- _EXTRACT TO READ_:
* BEGIN *

Francis Marion Crawford - Life

Life

He was born at Bagni di Lucca, Italy, the only son of the American sculptor Thomas Crawford and Louisa Cutler Ward, the brother of writer Mary Crawford Fraser (aka Mrs. Hugh Fraser), and the nephew of Julia Ward Howe, the American poet. He studied successively at St Paul's School, Concord, New Hampshire; Cambridge University; University of Heidelberg; and the University of Rome.

In 1879 he went to India, where he studied Sanskrit and edited in Allahabad The Indian Herald. Returning to America in February 1881, he continued to study Sanskrit at Harvard University for a year and for two years contributed to various periodicals, mainly The Critic. Early in 1882 he established his lifelong close friendship with Isabella Stewart Gardner.

* END *

- _SHORT TASK 1_: According to the biography of Francis Marion Crawford, which newspaper did he edit in Allahabad?
The biography above and the listing that follows are unrelated material.

(Dataset entries)
* BEGIN *

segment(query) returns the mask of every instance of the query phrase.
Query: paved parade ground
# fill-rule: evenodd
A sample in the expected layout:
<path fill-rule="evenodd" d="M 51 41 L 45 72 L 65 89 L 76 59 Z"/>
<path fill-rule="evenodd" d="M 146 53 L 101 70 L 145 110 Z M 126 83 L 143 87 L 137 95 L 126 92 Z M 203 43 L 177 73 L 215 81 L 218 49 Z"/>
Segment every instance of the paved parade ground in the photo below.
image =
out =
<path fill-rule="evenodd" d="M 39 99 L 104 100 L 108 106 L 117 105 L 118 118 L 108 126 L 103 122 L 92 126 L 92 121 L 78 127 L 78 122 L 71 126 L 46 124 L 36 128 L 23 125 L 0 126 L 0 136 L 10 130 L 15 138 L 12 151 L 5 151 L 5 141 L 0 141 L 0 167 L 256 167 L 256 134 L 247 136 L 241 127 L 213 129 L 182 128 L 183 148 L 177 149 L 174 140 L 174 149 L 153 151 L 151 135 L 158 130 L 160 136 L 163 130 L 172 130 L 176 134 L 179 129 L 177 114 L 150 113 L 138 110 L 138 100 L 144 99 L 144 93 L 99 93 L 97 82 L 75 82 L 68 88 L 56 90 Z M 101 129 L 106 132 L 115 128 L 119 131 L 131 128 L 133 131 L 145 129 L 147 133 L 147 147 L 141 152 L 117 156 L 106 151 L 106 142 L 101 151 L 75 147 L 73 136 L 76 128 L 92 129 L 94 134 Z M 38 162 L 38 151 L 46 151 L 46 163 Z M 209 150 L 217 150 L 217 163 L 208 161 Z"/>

* END *

- _SHORT TASK 2_: Transcribe the listing word for word, from its first line through the line containing "146 53 L 101", including both of those lines.

- _WORKED SOLUTION 1_: The Indian Herald.

- _WORKED SOLUTION 2_:
segment(query) returns the mask of every instance of the query phrase.
Query: paved parade ground
# fill-rule: evenodd
A sample in the expected layout:
<path fill-rule="evenodd" d="M 51 41 L 45 72 L 65 89 L 76 59 Z"/>
<path fill-rule="evenodd" d="M 146 53 L 101 70 L 145 110 Z M 126 83 L 143 87 L 137 95 L 126 92 Z M 203 43 L 177 73 L 215 81 L 218 49 Z"/>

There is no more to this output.